RECORD SET »

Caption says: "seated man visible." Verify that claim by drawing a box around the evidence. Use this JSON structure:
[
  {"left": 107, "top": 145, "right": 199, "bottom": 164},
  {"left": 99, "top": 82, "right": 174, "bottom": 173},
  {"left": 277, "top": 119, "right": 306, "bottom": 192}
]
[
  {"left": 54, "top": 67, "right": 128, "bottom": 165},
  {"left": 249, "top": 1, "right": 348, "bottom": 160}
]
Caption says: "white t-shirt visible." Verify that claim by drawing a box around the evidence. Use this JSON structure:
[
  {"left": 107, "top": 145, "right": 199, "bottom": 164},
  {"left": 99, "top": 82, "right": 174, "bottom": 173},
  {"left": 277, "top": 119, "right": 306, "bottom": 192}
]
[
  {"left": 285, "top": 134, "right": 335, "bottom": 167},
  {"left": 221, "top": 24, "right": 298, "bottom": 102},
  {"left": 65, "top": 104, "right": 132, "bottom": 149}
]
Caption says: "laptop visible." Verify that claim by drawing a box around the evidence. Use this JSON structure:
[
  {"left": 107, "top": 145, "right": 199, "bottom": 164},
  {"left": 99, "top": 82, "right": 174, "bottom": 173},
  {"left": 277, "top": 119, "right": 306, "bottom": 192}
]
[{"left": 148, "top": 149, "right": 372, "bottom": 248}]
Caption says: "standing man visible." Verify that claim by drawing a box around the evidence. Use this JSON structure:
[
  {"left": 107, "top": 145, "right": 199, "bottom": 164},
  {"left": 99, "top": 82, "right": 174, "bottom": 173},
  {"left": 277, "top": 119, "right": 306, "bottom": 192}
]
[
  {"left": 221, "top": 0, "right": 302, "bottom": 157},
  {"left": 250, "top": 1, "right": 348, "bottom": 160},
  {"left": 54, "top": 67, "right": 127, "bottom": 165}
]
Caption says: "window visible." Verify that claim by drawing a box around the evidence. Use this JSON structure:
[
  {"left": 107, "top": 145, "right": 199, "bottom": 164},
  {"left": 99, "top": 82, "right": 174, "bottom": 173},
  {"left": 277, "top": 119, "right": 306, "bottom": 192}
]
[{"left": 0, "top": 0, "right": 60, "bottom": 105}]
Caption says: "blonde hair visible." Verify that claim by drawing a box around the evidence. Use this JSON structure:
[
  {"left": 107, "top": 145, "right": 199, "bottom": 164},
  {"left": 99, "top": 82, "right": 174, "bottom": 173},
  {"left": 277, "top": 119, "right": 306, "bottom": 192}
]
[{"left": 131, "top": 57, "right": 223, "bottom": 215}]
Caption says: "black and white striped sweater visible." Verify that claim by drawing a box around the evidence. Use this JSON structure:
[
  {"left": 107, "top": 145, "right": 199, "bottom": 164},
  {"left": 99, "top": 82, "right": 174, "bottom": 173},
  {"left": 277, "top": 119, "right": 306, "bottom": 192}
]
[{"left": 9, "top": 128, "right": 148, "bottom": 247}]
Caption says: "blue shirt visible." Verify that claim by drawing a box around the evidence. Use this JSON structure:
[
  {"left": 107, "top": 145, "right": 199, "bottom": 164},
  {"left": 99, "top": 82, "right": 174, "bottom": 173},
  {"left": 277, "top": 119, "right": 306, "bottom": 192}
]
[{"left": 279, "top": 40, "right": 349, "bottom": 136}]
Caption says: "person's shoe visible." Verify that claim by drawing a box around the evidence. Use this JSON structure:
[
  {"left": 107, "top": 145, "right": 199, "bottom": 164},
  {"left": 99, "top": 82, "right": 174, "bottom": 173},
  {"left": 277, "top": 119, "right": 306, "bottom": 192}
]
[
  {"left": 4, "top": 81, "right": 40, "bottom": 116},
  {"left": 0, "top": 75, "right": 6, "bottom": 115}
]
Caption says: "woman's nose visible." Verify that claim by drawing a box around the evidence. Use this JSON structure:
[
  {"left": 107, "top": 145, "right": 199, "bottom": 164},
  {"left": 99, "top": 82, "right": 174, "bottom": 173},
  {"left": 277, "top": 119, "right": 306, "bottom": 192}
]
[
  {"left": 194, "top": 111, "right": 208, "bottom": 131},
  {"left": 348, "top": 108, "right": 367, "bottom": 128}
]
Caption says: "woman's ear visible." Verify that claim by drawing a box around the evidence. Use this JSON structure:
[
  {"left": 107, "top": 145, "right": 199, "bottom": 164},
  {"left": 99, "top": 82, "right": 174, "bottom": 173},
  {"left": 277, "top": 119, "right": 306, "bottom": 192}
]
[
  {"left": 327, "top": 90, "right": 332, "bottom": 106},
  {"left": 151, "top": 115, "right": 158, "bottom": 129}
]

PROBLEM STATEMENT »
Collect every line in the records above that contains the word "white". Treat uppercase and lowercase as different.

EXERCISE ANSWER »
Caption says: "white t-shirt visible." Verify that claim by drawing a box around the evidence. Use this JSON structure:
Caption says: "black and white striped sweater visible." Verify that claim by drawing a box around the evidence. Use this JSON structure:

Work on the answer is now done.